» Exercise brief
Copy every line of the listing that contains the string "segment", treating uppercase and lowercase as distinct.

────────────────

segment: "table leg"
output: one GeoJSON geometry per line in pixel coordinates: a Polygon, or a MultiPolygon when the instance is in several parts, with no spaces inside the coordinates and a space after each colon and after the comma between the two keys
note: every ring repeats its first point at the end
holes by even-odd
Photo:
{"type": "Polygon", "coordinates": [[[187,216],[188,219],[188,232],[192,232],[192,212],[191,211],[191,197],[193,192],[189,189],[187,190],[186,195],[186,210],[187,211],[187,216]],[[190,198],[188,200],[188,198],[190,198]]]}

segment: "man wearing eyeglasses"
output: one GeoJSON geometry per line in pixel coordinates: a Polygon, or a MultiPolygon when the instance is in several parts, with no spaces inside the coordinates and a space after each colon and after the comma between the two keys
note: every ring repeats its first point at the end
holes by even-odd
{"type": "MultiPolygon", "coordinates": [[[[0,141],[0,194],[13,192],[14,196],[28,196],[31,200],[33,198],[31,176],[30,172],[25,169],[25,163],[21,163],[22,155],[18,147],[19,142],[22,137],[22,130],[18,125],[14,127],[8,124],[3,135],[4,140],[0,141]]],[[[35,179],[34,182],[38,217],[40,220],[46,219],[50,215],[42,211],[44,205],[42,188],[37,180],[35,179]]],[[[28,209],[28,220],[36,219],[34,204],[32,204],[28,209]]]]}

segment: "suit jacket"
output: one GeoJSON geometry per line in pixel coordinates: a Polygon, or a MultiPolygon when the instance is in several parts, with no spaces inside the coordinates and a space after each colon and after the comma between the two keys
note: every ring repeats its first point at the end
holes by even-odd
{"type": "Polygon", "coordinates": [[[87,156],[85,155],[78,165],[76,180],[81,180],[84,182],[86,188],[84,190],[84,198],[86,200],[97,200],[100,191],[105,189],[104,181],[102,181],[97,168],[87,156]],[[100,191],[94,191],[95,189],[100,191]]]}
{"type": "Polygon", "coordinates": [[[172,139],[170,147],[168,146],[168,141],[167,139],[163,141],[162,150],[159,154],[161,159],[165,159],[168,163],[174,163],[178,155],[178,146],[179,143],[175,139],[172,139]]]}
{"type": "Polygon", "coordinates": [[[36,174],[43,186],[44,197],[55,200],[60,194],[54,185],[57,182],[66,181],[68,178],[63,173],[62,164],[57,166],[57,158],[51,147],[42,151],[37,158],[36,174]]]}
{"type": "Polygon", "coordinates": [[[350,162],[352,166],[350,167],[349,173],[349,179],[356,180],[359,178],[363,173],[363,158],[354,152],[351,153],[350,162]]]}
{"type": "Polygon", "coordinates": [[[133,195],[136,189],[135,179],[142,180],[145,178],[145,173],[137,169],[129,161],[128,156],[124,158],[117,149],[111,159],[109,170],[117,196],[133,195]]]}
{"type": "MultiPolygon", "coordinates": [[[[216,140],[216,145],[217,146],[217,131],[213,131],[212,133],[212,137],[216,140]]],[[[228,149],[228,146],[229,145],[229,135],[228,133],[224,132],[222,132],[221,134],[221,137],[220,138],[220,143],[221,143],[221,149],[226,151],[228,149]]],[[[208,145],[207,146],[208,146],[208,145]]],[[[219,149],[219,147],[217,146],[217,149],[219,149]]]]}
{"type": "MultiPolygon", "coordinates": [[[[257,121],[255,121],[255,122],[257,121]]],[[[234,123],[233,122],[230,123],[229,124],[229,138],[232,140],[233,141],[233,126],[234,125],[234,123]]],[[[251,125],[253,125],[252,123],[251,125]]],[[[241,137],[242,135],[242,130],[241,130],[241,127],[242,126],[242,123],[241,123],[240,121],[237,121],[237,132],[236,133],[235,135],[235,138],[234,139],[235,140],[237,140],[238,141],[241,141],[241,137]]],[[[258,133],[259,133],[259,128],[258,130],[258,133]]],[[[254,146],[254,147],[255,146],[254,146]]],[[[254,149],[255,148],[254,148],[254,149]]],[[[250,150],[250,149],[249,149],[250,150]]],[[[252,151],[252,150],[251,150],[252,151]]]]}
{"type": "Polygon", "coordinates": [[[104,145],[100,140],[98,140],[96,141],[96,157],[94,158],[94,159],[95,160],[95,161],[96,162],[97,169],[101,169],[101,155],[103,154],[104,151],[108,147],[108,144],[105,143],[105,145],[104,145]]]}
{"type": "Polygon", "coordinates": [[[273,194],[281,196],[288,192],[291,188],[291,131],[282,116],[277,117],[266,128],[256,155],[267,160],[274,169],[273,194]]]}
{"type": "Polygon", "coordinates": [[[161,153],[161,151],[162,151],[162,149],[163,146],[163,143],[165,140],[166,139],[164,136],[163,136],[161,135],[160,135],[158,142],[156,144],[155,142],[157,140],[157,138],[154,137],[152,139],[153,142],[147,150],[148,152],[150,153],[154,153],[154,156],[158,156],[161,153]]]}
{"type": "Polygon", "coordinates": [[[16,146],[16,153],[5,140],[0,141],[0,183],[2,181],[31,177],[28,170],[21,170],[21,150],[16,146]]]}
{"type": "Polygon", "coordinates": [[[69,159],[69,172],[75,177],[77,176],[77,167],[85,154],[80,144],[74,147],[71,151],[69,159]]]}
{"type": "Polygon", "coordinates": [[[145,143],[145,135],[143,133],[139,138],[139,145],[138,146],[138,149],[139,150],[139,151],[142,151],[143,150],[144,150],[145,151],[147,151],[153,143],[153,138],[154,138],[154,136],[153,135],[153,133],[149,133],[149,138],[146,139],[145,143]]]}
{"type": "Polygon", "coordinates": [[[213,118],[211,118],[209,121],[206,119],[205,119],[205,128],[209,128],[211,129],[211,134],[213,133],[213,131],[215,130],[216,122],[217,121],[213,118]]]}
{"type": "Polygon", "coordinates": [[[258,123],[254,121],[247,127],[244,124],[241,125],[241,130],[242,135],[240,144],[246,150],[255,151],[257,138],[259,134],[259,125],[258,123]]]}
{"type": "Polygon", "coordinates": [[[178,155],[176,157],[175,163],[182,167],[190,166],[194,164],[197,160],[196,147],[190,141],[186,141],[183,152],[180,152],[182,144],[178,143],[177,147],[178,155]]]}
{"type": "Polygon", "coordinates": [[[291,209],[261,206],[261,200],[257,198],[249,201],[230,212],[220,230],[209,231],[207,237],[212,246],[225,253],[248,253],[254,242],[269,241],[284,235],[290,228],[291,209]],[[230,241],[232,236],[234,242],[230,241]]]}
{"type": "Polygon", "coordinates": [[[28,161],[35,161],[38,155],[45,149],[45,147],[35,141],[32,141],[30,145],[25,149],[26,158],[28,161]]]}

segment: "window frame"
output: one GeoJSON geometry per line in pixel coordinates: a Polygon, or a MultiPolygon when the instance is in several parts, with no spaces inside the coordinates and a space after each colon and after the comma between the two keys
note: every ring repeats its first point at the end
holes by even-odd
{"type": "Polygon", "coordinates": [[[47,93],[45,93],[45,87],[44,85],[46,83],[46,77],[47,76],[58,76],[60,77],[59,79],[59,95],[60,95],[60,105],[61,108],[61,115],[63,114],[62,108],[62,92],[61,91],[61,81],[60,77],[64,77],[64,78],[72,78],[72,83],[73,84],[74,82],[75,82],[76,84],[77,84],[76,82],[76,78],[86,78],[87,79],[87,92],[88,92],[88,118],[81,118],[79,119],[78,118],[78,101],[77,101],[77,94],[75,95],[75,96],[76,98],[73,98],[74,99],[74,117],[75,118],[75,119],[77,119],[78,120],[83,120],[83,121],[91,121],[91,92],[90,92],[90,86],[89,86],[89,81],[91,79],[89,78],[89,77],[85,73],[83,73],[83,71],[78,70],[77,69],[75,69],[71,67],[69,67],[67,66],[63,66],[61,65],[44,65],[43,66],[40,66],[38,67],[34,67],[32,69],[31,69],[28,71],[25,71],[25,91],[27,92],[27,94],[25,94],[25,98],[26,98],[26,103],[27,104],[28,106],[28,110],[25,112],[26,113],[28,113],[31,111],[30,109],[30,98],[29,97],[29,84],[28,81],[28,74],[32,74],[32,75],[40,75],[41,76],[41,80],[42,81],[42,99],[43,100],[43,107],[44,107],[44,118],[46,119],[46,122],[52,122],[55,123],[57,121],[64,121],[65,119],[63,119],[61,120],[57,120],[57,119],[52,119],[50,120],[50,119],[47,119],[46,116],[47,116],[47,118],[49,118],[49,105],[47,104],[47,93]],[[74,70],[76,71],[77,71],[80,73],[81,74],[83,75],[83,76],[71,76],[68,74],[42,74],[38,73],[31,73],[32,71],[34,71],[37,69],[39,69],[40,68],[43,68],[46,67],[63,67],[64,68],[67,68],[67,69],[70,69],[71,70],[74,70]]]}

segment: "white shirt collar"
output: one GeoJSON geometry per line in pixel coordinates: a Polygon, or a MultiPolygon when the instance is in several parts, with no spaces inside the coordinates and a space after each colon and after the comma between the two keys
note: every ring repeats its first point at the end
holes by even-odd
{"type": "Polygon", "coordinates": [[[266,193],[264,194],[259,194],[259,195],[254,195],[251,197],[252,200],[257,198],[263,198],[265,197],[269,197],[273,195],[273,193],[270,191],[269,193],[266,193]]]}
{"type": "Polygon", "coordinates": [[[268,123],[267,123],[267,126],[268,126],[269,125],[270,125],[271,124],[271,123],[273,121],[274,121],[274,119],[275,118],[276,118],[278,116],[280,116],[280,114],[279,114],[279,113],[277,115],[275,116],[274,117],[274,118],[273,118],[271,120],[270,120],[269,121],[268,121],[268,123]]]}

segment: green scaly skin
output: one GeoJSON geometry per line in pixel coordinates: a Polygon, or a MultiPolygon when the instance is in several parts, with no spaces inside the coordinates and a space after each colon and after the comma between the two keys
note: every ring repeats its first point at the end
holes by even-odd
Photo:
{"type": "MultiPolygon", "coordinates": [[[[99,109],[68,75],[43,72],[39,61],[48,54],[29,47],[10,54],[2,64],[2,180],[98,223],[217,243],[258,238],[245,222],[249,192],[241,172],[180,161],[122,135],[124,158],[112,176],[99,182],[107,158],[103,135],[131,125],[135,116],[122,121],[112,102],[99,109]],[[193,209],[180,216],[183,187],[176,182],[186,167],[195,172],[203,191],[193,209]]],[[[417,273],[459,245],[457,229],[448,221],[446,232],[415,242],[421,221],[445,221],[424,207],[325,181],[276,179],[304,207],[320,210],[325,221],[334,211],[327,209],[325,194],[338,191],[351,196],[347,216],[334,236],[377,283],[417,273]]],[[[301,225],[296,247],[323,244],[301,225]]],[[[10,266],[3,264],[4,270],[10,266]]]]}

────────────────

» Written solution
segment: "table leg"
segment: "man wearing eyeglasses"
segment: "suit jacket"
segment: "window frame"
segment: "white shirt collar"
segment: green scaly skin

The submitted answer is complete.